(Items from a data source)

BEGIN

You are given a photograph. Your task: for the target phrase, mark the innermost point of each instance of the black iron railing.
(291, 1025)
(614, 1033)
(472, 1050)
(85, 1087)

END

GIVEN EXERCISE - Find every line in the material above that contains the string "phrase", matching case exactly, and copy each of those lines in full.

COMPLETED TASK -
You are given a photograph. Your task: for the target phrase, mark the innermost point of each instance of the black iron railing.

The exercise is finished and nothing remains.